Write the next part of the forum thread about events in La Paz, Baja California Sur, starting after its last post.

[start of SUPPLIED TEXT]

# Baja California Sur



## CMurph (Aug 10, 2012)

Hey all, 

I will be going to La Paz late September and October. 

Does anyone know of interesting events going on in that time in Baja California Sur? Or any good websites with events and festival listings in the area?

Thanks in advance 

Cass


----------



## makaloco (Mar 26, 2009)

Hi there, here you go:
http://www.rozinlapaz.com/
Late summer tends to be a slow time in La Paz, but you'll still find plenty going on. Note that there's a link to a map where it says "Venues" on the home page. Many events are within walking distance of the Malecón. Enjoy your stay!


----------



## chicois8 (Aug 8, 2009)

Go to:
Baja Nomad - Taking You Back to Baja!

Go to forums and ask there....


----------



## MrOctober430 (Jul 15, 2011)

Is it true La Paz has a high crime rate?


----------



## chicois8 (Aug 8, 2009)

I just was there last week and did not see or hear of any problems, it was nice to see thousands of people walking along the malecon after 9PM...There is also a bicycle lane just off the malecon so pedestrians do not have to worry about bicycle traffic. Remember La Paz translates to The Peace in English. Also it can be very hot there and it is still hurricane season during your planned time of visit.

[end of SUPPLIED TEXT]
[start of PROVIDED INFORMATION]

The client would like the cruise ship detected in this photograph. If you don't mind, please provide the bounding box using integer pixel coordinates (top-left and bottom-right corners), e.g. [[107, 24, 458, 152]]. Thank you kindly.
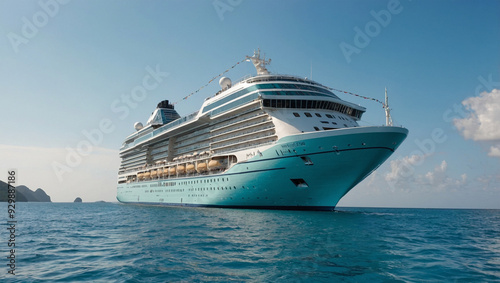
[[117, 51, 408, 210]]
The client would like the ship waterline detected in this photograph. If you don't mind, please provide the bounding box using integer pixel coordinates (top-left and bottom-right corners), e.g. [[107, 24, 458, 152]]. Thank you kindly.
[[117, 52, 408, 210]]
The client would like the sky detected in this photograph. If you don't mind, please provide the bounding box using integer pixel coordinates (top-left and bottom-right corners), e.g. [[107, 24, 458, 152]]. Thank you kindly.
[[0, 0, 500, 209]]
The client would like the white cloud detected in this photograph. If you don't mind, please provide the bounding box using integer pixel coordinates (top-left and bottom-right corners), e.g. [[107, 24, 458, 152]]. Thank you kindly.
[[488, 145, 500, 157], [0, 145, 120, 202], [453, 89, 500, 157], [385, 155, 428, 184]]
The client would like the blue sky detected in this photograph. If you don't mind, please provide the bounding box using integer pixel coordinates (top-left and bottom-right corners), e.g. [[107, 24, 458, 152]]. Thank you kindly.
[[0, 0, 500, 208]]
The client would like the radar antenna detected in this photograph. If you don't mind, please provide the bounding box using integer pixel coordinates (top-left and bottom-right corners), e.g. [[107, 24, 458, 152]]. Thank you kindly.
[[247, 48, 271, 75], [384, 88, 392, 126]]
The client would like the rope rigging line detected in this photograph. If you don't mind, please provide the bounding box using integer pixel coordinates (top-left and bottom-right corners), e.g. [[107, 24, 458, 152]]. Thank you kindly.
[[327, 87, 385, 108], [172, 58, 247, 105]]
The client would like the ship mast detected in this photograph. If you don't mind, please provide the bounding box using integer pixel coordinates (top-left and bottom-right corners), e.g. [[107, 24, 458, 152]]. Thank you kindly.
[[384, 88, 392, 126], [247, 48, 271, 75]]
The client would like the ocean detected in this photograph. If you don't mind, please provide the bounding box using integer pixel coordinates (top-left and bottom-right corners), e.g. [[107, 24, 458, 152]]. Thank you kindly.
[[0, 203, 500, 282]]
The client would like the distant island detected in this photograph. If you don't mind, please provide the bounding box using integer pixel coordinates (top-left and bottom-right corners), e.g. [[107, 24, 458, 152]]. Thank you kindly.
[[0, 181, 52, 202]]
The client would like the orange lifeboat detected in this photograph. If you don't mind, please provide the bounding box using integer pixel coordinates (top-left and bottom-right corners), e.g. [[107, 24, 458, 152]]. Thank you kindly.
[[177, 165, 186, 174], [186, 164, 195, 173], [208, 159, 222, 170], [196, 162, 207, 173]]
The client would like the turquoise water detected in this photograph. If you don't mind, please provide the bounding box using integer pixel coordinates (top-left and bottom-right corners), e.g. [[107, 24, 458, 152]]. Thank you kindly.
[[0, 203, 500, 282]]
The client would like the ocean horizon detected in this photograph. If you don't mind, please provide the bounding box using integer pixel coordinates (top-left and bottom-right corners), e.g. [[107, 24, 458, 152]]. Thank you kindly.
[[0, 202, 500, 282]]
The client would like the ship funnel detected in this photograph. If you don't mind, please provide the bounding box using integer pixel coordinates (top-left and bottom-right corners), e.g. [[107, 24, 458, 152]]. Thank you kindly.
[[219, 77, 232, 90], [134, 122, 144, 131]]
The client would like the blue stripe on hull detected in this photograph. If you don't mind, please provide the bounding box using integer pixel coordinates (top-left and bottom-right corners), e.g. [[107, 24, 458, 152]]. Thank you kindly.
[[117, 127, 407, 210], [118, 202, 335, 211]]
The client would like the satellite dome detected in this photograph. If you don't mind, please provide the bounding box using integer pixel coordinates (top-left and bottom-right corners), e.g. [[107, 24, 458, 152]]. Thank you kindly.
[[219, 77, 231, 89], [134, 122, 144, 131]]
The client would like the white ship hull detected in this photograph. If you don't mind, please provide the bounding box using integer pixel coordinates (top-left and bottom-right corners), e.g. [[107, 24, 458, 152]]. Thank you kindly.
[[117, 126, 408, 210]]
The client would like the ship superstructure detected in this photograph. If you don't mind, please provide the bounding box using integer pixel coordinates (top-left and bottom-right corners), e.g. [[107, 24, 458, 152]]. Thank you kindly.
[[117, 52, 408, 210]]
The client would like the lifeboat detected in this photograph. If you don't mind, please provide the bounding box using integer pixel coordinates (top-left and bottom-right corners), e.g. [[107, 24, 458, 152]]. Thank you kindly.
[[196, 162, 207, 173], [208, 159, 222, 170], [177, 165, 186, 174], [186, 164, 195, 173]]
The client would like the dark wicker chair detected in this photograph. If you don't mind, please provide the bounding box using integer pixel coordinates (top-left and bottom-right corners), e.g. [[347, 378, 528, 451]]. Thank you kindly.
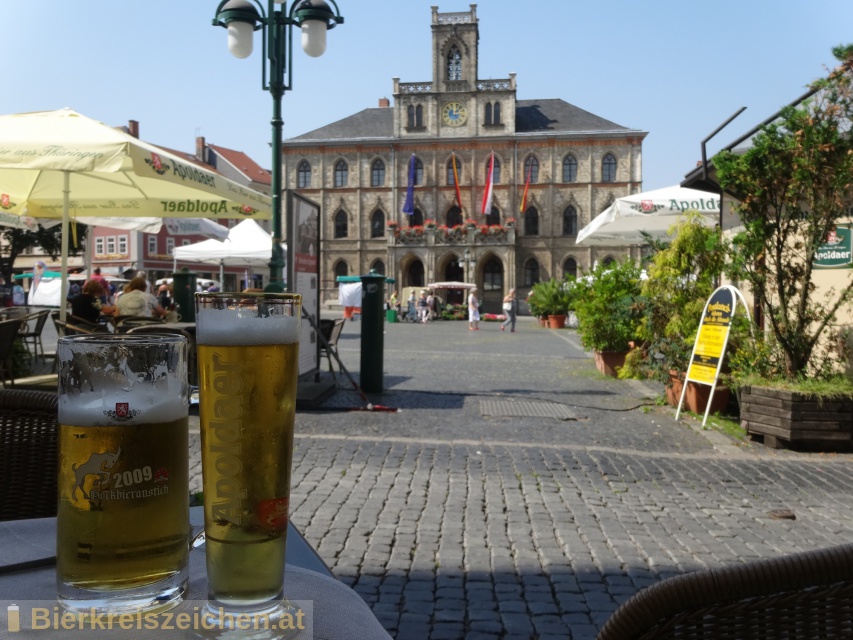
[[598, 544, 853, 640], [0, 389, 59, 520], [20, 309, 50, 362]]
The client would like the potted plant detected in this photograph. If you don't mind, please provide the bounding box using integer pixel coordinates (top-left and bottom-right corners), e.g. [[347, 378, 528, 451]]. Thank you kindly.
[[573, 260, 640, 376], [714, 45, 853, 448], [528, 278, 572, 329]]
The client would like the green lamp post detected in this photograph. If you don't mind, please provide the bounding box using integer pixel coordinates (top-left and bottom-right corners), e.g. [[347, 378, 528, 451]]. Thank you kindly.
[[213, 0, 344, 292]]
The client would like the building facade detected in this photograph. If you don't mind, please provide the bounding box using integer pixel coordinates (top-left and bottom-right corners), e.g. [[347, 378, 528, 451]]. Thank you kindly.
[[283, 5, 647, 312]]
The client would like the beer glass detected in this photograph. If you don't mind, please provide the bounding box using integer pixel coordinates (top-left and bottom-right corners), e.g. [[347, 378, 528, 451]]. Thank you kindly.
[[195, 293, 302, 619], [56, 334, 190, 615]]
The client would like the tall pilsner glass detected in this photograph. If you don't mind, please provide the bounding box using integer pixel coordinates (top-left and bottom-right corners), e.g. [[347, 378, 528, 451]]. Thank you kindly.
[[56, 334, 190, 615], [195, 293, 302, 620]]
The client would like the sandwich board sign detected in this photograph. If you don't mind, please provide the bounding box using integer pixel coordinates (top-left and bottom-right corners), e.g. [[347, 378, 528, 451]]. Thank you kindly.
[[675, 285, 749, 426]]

[end of PROVIDED INFORMATION]

- OUTPUT FOR THIS TASK
----------



## makaloco (Mar 26, 2009)

MrOctober430 said:


> Is it true La Paz has a high crime rate?


Not that I know of, and I've lived here for more than five years. There's crime in any city, of course, but in La Paz it seems to be mostly petty and property crime. I don't have any stats, but my understanding is that violent crime and organized crime rates are fairly low relative to most other parts of the country.


----------



## CMurph (Aug 10, 2012)

Hi,

makaloco and chicois8 thanks, I will check those out!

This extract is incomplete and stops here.